Count how many of the lines below contain the string "steel", treating uppercase and lowercase as different. Reply with the number alone.
[Begin]
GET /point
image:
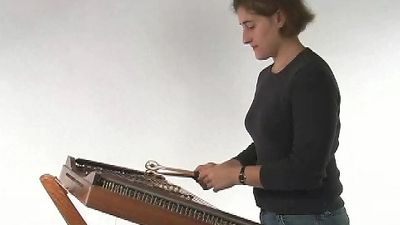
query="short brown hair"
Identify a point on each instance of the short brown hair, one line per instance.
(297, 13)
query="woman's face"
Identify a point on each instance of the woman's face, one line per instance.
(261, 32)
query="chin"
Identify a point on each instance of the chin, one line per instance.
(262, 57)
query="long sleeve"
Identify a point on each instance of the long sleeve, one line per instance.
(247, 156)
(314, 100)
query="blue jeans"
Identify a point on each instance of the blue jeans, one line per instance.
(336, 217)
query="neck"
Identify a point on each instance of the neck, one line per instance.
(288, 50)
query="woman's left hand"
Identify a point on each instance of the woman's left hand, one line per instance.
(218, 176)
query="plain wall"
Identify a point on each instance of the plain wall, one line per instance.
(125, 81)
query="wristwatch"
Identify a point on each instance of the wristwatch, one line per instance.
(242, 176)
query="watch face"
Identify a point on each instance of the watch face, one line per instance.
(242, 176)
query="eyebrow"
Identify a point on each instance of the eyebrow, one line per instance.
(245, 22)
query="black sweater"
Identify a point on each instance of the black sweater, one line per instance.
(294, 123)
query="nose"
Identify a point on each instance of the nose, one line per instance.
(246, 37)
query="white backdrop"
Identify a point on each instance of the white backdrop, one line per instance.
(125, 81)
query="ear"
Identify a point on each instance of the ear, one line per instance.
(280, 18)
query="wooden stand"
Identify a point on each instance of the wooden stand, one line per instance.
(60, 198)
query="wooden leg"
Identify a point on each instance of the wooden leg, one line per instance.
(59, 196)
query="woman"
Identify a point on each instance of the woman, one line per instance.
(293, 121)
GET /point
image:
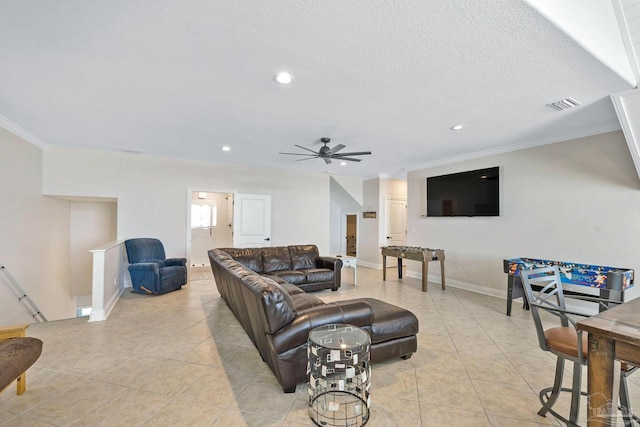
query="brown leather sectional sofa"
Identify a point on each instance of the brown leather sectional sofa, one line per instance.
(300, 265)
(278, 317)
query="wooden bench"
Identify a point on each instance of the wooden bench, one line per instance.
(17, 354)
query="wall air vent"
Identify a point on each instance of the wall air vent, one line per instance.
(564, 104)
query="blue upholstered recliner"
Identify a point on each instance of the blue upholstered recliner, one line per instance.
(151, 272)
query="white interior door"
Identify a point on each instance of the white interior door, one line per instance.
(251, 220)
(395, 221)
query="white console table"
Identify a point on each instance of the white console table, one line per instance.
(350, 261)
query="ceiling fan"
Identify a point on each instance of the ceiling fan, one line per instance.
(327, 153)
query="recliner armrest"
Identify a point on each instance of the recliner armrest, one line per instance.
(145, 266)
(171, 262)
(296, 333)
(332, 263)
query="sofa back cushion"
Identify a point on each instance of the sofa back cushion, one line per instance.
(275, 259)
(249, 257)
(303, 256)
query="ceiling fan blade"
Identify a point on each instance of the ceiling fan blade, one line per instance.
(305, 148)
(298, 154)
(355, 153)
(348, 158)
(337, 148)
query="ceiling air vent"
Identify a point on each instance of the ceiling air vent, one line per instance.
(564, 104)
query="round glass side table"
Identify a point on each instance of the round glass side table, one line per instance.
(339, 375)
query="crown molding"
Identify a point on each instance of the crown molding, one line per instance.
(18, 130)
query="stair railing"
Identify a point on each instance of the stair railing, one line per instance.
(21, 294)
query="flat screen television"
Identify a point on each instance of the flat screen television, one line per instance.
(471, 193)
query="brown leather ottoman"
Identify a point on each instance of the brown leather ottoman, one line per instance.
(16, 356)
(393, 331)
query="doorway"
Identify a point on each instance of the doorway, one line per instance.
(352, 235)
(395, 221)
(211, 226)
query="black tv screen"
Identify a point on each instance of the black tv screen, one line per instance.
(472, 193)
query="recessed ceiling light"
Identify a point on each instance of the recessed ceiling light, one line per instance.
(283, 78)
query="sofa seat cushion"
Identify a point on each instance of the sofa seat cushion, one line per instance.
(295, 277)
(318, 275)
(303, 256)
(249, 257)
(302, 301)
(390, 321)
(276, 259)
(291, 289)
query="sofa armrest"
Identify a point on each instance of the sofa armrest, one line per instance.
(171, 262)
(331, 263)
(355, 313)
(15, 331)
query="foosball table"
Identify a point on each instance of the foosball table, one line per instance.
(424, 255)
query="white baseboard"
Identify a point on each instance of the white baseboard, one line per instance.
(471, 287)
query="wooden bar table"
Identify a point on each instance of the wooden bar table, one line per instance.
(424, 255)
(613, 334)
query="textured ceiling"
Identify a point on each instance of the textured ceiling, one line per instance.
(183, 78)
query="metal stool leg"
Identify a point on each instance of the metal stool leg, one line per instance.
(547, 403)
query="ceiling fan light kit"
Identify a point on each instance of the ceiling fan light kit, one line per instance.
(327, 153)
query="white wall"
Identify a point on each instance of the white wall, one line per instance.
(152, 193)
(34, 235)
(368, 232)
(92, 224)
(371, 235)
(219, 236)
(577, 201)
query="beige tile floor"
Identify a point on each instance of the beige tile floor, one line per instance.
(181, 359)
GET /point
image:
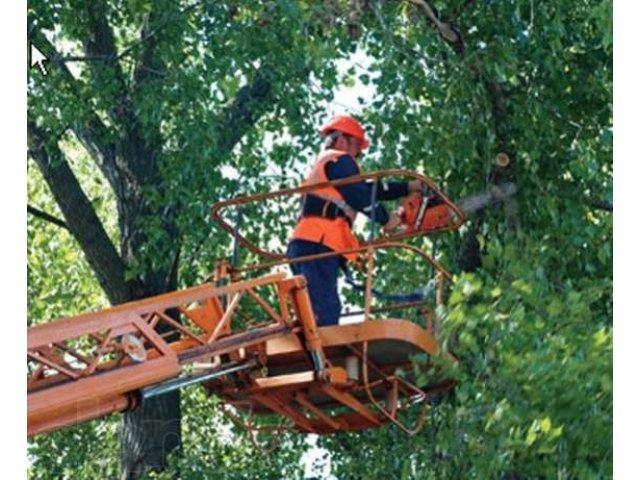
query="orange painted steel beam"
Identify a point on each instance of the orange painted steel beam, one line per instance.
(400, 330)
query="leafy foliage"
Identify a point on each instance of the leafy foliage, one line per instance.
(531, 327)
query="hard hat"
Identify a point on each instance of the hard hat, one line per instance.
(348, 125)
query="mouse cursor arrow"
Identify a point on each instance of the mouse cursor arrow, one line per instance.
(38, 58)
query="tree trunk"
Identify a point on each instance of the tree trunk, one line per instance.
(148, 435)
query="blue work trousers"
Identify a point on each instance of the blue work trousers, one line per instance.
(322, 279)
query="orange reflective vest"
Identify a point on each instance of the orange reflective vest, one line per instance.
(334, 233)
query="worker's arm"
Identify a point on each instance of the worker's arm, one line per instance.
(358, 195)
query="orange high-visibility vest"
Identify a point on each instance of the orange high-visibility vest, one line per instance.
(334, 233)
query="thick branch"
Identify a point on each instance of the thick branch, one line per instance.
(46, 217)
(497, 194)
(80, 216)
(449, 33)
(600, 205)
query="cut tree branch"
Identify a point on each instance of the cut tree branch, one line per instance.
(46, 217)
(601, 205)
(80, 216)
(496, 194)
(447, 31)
[End]
[Begin]
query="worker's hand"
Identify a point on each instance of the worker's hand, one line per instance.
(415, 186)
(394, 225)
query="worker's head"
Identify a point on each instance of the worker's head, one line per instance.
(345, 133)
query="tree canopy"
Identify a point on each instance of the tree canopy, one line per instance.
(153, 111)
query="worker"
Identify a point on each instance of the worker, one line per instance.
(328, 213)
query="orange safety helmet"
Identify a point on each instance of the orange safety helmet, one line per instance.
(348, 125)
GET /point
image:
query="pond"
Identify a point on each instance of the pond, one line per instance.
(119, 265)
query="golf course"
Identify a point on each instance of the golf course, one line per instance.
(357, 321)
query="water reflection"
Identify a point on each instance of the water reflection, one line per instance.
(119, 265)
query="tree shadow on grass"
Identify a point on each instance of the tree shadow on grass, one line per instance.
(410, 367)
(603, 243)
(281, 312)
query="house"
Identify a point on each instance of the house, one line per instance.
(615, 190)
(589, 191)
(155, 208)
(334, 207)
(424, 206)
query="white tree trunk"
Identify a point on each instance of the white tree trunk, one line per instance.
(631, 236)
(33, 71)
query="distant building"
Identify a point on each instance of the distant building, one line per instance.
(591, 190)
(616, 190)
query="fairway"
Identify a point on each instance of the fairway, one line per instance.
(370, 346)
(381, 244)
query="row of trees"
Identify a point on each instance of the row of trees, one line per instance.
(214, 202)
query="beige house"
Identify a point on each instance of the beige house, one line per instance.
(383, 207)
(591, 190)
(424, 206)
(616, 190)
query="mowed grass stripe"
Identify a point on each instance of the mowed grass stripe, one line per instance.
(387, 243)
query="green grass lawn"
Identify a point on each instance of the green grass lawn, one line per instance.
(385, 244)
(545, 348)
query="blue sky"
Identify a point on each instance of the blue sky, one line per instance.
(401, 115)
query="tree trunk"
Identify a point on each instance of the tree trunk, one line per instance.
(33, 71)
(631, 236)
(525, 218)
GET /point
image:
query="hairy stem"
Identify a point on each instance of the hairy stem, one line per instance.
[End]
[Begin]
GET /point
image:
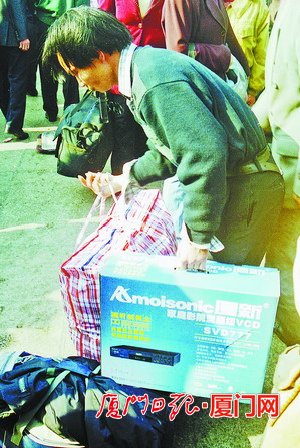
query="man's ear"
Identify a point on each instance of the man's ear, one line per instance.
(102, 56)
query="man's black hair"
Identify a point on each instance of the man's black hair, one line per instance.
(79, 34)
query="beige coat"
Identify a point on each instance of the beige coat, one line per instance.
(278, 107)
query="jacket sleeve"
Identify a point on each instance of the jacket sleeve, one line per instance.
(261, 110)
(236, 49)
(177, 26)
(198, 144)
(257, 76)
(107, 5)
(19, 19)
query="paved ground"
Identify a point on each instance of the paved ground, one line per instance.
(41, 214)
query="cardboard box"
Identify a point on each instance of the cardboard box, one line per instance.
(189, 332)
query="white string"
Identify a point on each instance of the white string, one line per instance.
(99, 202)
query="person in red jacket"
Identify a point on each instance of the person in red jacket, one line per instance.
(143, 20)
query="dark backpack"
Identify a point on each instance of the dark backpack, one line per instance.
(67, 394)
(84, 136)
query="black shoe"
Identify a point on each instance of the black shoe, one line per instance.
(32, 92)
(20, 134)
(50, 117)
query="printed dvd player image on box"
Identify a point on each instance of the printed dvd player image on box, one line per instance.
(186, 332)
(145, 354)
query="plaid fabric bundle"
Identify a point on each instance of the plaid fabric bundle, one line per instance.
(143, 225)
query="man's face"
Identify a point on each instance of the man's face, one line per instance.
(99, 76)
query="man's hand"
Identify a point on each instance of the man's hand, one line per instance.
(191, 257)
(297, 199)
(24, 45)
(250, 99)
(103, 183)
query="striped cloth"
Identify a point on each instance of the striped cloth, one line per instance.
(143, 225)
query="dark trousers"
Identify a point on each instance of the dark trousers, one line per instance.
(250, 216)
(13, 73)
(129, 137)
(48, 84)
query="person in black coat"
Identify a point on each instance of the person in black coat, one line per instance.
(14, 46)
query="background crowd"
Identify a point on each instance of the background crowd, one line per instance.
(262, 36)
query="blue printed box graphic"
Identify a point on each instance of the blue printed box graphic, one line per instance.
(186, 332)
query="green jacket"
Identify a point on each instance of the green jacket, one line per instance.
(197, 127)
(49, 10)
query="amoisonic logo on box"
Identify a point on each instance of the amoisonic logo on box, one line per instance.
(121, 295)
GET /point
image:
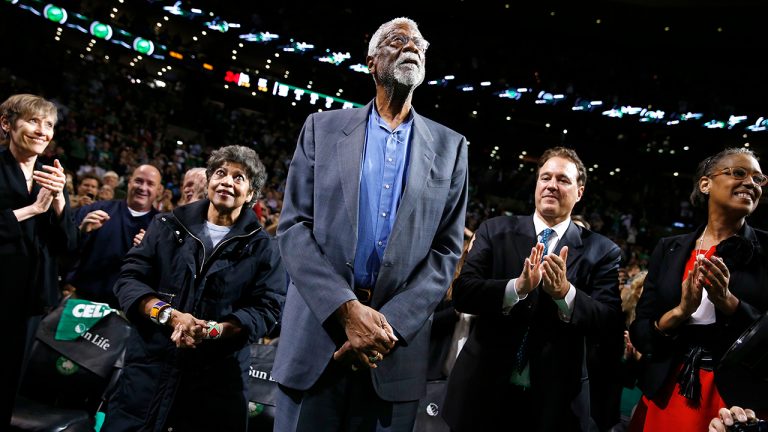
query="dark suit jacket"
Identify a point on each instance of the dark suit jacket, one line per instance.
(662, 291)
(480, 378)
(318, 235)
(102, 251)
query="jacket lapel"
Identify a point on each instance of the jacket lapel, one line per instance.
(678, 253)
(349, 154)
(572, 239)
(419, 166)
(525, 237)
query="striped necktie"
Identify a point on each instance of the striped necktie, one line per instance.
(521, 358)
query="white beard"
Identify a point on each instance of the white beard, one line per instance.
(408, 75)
[End]
Correct output -
2